-------- Raw records
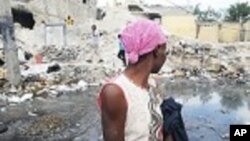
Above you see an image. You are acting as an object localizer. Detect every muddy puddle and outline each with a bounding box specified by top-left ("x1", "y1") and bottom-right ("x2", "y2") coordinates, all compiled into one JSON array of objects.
[
  {"x1": 160, "y1": 81, "x2": 250, "y2": 141},
  {"x1": 0, "y1": 80, "x2": 250, "y2": 141}
]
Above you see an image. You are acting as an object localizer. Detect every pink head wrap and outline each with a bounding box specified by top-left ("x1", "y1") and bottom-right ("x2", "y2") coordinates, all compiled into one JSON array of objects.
[{"x1": 121, "y1": 20, "x2": 167, "y2": 64}]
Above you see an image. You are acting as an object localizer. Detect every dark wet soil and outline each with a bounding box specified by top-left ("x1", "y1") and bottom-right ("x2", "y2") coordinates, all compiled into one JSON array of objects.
[{"x1": 0, "y1": 79, "x2": 250, "y2": 141}]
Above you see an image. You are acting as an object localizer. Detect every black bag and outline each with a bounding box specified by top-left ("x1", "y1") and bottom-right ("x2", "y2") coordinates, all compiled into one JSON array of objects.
[{"x1": 161, "y1": 97, "x2": 188, "y2": 141}]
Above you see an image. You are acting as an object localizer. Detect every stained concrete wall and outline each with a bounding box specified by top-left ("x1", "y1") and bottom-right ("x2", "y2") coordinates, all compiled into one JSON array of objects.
[{"x1": 162, "y1": 15, "x2": 250, "y2": 42}]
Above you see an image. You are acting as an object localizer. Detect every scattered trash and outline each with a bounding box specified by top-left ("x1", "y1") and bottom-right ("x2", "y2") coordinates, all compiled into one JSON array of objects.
[
  {"x1": 47, "y1": 64, "x2": 61, "y2": 73},
  {"x1": 0, "y1": 107, "x2": 7, "y2": 112},
  {"x1": 24, "y1": 51, "x2": 33, "y2": 60},
  {"x1": 28, "y1": 111, "x2": 37, "y2": 117},
  {"x1": 0, "y1": 122, "x2": 8, "y2": 134},
  {"x1": 0, "y1": 68, "x2": 7, "y2": 80},
  {"x1": 8, "y1": 93, "x2": 33, "y2": 103},
  {"x1": 0, "y1": 58, "x2": 5, "y2": 66},
  {"x1": 78, "y1": 80, "x2": 88, "y2": 89}
]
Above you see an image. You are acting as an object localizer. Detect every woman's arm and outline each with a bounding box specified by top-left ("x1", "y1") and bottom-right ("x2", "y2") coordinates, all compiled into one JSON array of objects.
[{"x1": 100, "y1": 84, "x2": 127, "y2": 141}]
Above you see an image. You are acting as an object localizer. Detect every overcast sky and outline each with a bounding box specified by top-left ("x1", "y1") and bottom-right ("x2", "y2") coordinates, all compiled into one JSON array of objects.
[{"x1": 143, "y1": 0, "x2": 250, "y2": 9}]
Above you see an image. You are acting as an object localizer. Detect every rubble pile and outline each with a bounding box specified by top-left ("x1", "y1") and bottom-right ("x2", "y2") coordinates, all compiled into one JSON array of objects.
[{"x1": 163, "y1": 37, "x2": 250, "y2": 82}]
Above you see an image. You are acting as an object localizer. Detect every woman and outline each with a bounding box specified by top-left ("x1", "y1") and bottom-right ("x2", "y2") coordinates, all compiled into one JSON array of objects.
[{"x1": 98, "y1": 20, "x2": 171, "y2": 141}]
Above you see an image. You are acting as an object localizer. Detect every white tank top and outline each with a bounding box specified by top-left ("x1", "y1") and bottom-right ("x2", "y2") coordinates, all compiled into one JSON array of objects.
[{"x1": 113, "y1": 74, "x2": 162, "y2": 141}]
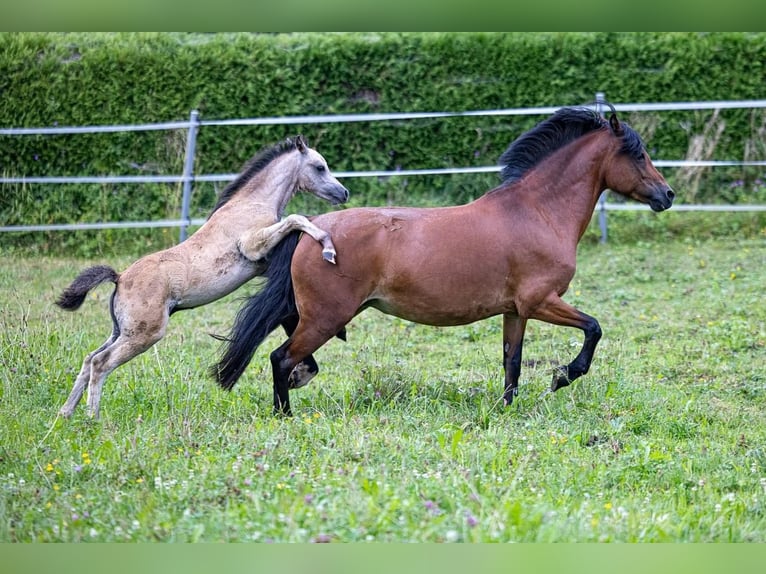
----------------
* _Problem requirements_: Report each line of the data that includes the word "woman".

* _Answer to the problem_:
Above you see an image. You are acting as an object localizer. Detect every woman's arm and outline each with a bounding box specified by top-left ("x1", "y1") and bottom-right ("x2", "y2") coordinates, all compiled into one JSON array of objects.
Above you see an image. You are acting as an object localizer. Detect every woman and outline each with a bounding box specified by top-left ("x1", "y1") and bottom-right ("x2", "y2") coordinates, all compiled into one JSON array of objects.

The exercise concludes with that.